**How to complete this task:** A faithful copy of the whole listing is required, with nothing left out.
[[ Entries provided open ]]
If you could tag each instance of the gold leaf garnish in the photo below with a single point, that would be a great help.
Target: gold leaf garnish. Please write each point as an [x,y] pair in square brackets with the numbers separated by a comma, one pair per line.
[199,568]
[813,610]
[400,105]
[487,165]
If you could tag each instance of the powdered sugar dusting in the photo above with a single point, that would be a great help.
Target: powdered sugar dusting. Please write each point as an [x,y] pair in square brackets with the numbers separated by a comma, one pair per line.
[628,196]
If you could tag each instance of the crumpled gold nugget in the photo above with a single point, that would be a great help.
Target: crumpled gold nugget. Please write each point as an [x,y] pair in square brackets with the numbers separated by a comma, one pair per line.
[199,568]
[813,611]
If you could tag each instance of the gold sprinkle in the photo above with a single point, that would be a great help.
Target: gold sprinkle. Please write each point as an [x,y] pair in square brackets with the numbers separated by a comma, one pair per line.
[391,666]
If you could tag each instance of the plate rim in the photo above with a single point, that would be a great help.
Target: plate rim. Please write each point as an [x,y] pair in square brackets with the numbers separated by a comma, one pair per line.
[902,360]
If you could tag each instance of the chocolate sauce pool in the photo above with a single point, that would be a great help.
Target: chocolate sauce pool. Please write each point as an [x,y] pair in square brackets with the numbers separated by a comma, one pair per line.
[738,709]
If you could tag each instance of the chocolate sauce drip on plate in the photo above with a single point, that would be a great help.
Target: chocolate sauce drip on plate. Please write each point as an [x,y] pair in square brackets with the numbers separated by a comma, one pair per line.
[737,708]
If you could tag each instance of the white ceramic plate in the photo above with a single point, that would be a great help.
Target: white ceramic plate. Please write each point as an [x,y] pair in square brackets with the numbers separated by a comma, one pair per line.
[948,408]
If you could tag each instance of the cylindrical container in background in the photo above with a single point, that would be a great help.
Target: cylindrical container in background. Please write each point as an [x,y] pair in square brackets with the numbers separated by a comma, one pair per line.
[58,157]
[[ Entries provided closed ]]
**Result:**
If you could tag each instance of the gold leaf garnish in the photo below with a single point, that would be a great help.
Target: gold leaf garnish. Please write each point as an [x,y] pair in square brackets with the numbers separated by a comma, one pair per line.
[199,568]
[813,610]
[400,105]
[487,165]
If you could tag each instance of the powdered sugar dusting in the photo above with a single point, that would be a great help.
Target: powdered sugar dusting. Please write each point as an [x,y] pair in square brackets with the numbers separated by a comma, one pair per line.
[628,196]
If you could tag each instance of the crumpled gold nugget in the photo above with a single point, that would be a great help.
Target: crumpled gold nugget. Please write each point as an [x,y] pair in square brackets with the numbers separated by a comma, one pair per line.
[199,568]
[813,611]
If you could tag each instance of the gold sprinkle in the photo above with a single point, that would be a great help.
Target: gold sprinkle. Please write each point as an [x,y] pair in square brackets with the numbers separated by a comma, one pair per line.
[391,666]
If you could tag each instance of the plate rim in the photo above with a single point, that would be a great help.
Target: plate rim. Please write each point as an [x,y] pair in square brackets with the numbers separated by a comma, one pair per line.
[902,360]
If you could tag each instance of the chocolate sauce pool in the photo above with a single point, that would be a great help.
Target: chocolate sauce pool. Please write each point as an [x,y] pair in square brackets with the numbers separated by a comma, one pair per line.
[738,709]
If you could tag each instance of the chocolate sauce drip on plate in the photo above with a single point, that would be a great help.
Target: chocolate sauce drip on plate. Please write each point as an [x,y] pair in square brackets with the numbers separated by a comma, one pair per line.
[737,708]
If you could tag each instance of the white ceramic plate in the photo above with a single point, that would be a great help.
Target: white ceramic plate. Please write each point as an [x,y] pair in square brackets with the numbers separated by a comma, one pair per line.
[948,408]
If you could tag each instance of the cylindrical container in background in the photo above with a single point, that would be a great help.
Target: cylindrical container in background. Please write each point as an [x,y] pair in square brackets with the numbers separated by a comma, one pair per line.
[58,157]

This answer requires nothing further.